TASKS TO COMPLETE
[A] According to the biography of Boye, in what year did she join the department as a research scientist?
[B] Extend the biography of Boye with the next part, starting after its last sentence.

Boye has a bachelor's degree in chemical engineering (University of Science and Technology, Ghana) and a Ph.D. in food science (Department of Food Science and Agricultural Chemistry, McGill University, Montreal, QC). After working with AAFC as a postdoctoral fellow for a year, she joined the department in 1997 as research scientist at the Food Research and Development Centre in St. Hyacinthe (Quebec) where she led a variety of research projects in the areas of value-added food processing, food safety and food quality. In addition to her research activities within AAFC, she also served as a senior policy analyst, program coordinator and Agri-Food sector strategy coordinator, and as acting director of research, development and technology transfer of AAFC's research and development centres at Fredericton, Kentville and St-John's. She was also an adjunct professor at the Department of Bioresource Engineering, McGill University. Boye was Director General for Agriculture and Agri-Food Canada's Science and Technology Branch in the Prairie region from 2019 to 2023. She is currently Director General for the Food Directorate, Health Products and Food Branch of Health Canada.

DATA ENTRIES

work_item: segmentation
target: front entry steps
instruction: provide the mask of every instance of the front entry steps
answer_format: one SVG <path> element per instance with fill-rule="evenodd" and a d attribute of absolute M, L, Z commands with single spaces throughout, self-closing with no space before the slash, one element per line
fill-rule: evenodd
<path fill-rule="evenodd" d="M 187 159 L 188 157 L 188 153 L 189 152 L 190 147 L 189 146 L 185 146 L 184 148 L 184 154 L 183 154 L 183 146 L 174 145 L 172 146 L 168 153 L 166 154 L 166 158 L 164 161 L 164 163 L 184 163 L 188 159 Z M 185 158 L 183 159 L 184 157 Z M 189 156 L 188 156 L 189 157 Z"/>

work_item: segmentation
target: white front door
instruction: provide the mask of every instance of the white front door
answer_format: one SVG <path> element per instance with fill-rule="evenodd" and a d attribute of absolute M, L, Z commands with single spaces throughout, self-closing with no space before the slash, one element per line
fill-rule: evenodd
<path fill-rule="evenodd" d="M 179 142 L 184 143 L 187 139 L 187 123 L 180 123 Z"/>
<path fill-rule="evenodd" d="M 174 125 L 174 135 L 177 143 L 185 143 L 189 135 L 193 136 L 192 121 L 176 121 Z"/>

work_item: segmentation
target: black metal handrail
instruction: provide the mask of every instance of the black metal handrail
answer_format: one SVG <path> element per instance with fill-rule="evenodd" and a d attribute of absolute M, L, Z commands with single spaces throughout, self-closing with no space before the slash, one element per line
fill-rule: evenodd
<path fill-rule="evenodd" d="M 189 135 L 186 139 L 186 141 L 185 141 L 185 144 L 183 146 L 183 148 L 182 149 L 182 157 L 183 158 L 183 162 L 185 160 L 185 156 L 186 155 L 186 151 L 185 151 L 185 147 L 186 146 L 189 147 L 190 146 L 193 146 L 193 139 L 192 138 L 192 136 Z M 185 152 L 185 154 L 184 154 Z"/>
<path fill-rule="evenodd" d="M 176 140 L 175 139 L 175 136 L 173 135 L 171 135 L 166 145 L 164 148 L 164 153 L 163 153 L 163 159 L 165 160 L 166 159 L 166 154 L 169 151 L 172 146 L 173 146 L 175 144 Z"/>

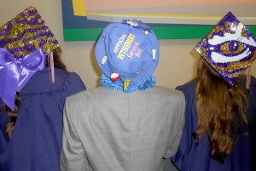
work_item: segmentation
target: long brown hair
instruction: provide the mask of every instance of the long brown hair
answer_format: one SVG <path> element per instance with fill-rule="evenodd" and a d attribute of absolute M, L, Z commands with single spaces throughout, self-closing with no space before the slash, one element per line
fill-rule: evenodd
<path fill-rule="evenodd" d="M 224 157 L 231 151 L 234 130 L 239 129 L 241 123 L 248 124 L 245 115 L 247 101 L 238 82 L 229 85 L 210 67 L 203 60 L 198 63 L 195 93 L 198 128 L 193 136 L 197 142 L 207 133 L 211 157 L 223 163 Z"/>
<path fill-rule="evenodd" d="M 61 69 L 67 71 L 66 66 L 61 59 L 61 49 L 60 48 L 55 48 L 53 51 L 54 66 L 55 66 L 55 67 L 61 68 Z M 49 65 L 48 60 L 46 60 L 45 65 L 46 66 Z M 18 109 L 19 109 L 20 104 L 21 104 L 21 97 L 20 95 L 20 93 L 17 92 L 16 96 L 15 96 L 15 106 L 14 111 L 11 109 L 9 109 L 9 106 L 6 105 L 6 104 L 4 104 L 4 106 L 3 106 L 7 116 L 9 116 L 10 117 L 10 122 L 5 127 L 5 132 L 8 134 L 9 139 L 12 138 L 12 133 L 15 128 L 16 119 L 18 117 Z"/>

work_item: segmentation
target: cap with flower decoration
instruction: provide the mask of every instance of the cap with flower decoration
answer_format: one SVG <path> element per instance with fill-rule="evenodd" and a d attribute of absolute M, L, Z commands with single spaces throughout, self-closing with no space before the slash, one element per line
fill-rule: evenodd
<path fill-rule="evenodd" d="M 233 85 L 256 59 L 256 38 L 229 12 L 195 50 L 230 85 Z"/>
<path fill-rule="evenodd" d="M 123 20 L 106 26 L 96 47 L 105 75 L 123 90 L 144 83 L 159 62 L 159 43 L 151 27 L 141 20 Z"/>
<path fill-rule="evenodd" d="M 0 26 L 0 98 L 10 109 L 16 92 L 44 69 L 45 56 L 58 47 L 33 5 Z"/>

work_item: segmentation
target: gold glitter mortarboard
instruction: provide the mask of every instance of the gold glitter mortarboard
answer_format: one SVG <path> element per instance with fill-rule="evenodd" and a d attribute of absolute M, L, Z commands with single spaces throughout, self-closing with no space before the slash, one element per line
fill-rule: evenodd
<path fill-rule="evenodd" d="M 0 27 L 0 48 L 7 48 L 16 59 L 38 48 L 48 54 L 58 47 L 58 41 L 33 5 Z"/>

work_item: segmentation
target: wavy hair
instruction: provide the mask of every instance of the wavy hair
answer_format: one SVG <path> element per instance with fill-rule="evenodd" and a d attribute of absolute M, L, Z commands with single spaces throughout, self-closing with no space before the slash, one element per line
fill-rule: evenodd
<path fill-rule="evenodd" d="M 61 59 L 61 48 L 55 48 L 53 51 L 54 66 L 55 66 L 55 67 L 61 68 L 61 69 L 67 71 L 67 67 Z M 48 60 L 46 60 L 45 65 L 46 66 L 49 65 Z M 15 128 L 16 119 L 18 117 L 18 109 L 19 109 L 20 104 L 21 104 L 21 97 L 20 95 L 20 93 L 17 92 L 16 96 L 15 96 L 15 106 L 14 111 L 11 109 L 9 109 L 9 107 L 8 105 L 6 105 L 6 104 L 4 104 L 4 105 L 3 105 L 5 113 L 7 114 L 7 116 L 9 116 L 10 117 L 10 122 L 5 127 L 5 132 L 8 134 L 8 137 L 9 139 L 12 138 L 12 133 Z"/>
<path fill-rule="evenodd" d="M 236 81 L 230 86 L 202 59 L 197 66 L 195 92 L 198 128 L 193 133 L 196 142 L 207 134 L 211 145 L 211 157 L 223 163 L 233 147 L 234 132 L 241 124 L 248 125 L 246 117 L 247 100 Z"/>

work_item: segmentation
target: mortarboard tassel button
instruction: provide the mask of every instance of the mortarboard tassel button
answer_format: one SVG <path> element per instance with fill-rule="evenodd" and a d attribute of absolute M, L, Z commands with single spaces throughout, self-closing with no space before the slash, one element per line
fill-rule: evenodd
<path fill-rule="evenodd" d="M 110 76 L 110 79 L 113 82 L 116 82 L 119 79 L 119 75 L 118 73 L 116 73 L 115 71 L 113 71 Z"/>

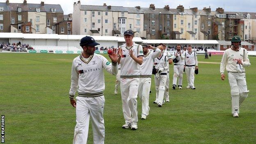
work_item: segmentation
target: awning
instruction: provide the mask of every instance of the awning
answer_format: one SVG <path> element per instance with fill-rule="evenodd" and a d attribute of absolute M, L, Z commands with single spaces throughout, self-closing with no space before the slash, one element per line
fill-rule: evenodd
<path fill-rule="evenodd" d="M 206 32 L 201 32 L 203 34 L 209 34 L 209 33 Z"/>
<path fill-rule="evenodd" d="M 196 33 L 193 32 L 192 31 L 187 31 L 187 32 L 189 33 L 190 34 L 196 34 Z"/>
<path fill-rule="evenodd" d="M 121 34 L 119 31 L 119 30 L 113 30 L 113 33 L 114 33 L 115 34 Z"/>
<path fill-rule="evenodd" d="M 179 31 L 173 31 L 175 34 L 181 34 L 181 33 Z"/>
<path fill-rule="evenodd" d="M 98 31 L 98 30 L 90 30 L 90 31 L 93 34 L 99 34 L 100 32 Z"/>

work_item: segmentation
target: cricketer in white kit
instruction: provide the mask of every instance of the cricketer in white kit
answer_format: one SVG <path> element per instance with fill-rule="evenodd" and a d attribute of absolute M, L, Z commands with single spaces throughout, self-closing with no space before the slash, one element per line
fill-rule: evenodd
<path fill-rule="evenodd" d="M 119 57 L 118 61 L 121 66 L 120 87 L 126 123 L 122 128 L 130 127 L 132 130 L 136 130 L 138 128 L 137 98 L 143 51 L 141 46 L 133 41 L 133 34 L 130 30 L 124 32 L 126 43 L 119 48 L 119 51 L 122 53 L 122 56 L 121 57 Z"/>
<path fill-rule="evenodd" d="M 187 80 L 187 89 L 194 89 L 194 71 L 198 69 L 197 53 L 192 51 L 191 46 L 187 46 L 187 50 L 184 53 L 185 59 L 185 71 Z"/>
<path fill-rule="evenodd" d="M 73 144 L 87 143 L 90 118 L 94 144 L 104 143 L 103 69 L 112 74 L 116 75 L 118 71 L 118 57 L 115 53 L 110 55 L 111 64 L 103 56 L 94 53 L 95 46 L 99 44 L 91 37 L 82 38 L 80 46 L 83 51 L 72 63 L 69 98 L 71 104 L 75 107 L 76 115 Z M 77 90 L 78 96 L 76 101 L 74 97 Z"/>
<path fill-rule="evenodd" d="M 241 39 L 234 36 L 231 40 L 233 46 L 224 52 L 220 64 L 220 71 L 222 80 L 225 80 L 225 69 L 228 72 L 229 81 L 231 89 L 232 114 L 234 117 L 239 117 L 239 105 L 248 97 L 245 66 L 251 65 L 247 50 L 240 48 Z"/>
<path fill-rule="evenodd" d="M 138 94 L 142 101 L 142 119 L 146 119 L 149 115 L 149 91 L 151 87 L 151 78 L 152 69 L 154 66 L 154 59 L 161 53 L 161 50 L 157 48 L 149 45 L 146 43 L 141 44 L 143 50 L 143 63 L 140 66 L 140 75 L 139 83 Z M 153 49 L 151 53 L 149 49 Z"/>

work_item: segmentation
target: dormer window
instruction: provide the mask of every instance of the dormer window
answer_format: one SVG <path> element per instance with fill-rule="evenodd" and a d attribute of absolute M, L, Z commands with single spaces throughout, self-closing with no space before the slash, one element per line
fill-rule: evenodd
<path fill-rule="evenodd" d="M 56 8 L 52 8 L 51 9 L 52 12 L 55 12 L 56 11 Z"/>

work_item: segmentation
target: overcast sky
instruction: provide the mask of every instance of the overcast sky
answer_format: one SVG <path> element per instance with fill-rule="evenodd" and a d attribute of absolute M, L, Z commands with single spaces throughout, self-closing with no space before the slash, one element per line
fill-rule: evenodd
<path fill-rule="evenodd" d="M 10 3 L 23 3 L 24 0 L 9 0 Z M 6 0 L 0 0 L 0 2 L 5 2 Z M 40 3 L 41 1 L 45 4 L 60 4 L 64 14 L 72 13 L 74 0 L 27 0 L 27 3 Z M 256 0 L 81 0 L 82 5 L 103 5 L 106 3 L 107 5 L 135 7 L 139 6 L 142 7 L 149 7 L 150 4 L 155 4 L 156 8 L 163 8 L 165 5 L 169 5 L 170 8 L 176 9 L 179 5 L 183 5 L 185 9 L 197 7 L 199 9 L 202 9 L 204 7 L 210 6 L 212 11 L 216 10 L 218 7 L 224 8 L 225 11 L 237 12 L 256 12 Z"/>

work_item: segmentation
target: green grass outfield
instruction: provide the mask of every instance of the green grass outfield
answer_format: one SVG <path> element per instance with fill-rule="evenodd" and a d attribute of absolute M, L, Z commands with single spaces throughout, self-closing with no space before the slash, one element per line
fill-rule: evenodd
<path fill-rule="evenodd" d="M 72 62 L 78 55 L 0 53 L 0 114 L 5 117 L 6 144 L 72 143 L 75 114 L 69 92 Z M 221 57 L 205 59 L 199 55 L 198 59 L 219 63 Z M 196 89 L 185 88 L 183 75 L 183 89 L 170 89 L 170 102 L 162 107 L 153 103 L 152 80 L 149 115 L 139 119 L 135 131 L 121 128 L 124 120 L 121 95 L 114 94 L 115 76 L 106 73 L 105 143 L 256 143 L 256 57 L 249 59 L 251 66 L 246 68 L 246 75 L 250 93 L 239 118 L 231 114 L 228 79 L 226 74 L 225 81 L 220 80 L 219 64 L 199 63 Z M 141 102 L 137 100 L 140 118 Z M 92 144 L 91 125 L 89 133 L 88 143 Z"/>

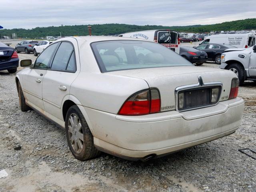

OUTPUTS IN ORDER
[A] 1997

[B]
==Career==

Boye has worked extensively on pulses (peas, lentils, chickpeas, beans), soybeans, soy-based products and canola, in collaboration with the private sector to develop new processing techniques and new food products. Her projects have resulted in the development of several declarations of inventions, novel food products and license agreements between AAFC and the collaborating companies.
She has authored/co-authored over 275 scientific and technical papers/reports/lectures including 85 peer-reviewed scientific papers and 29 book chapters and is editor/co-editor of 4 scientific books.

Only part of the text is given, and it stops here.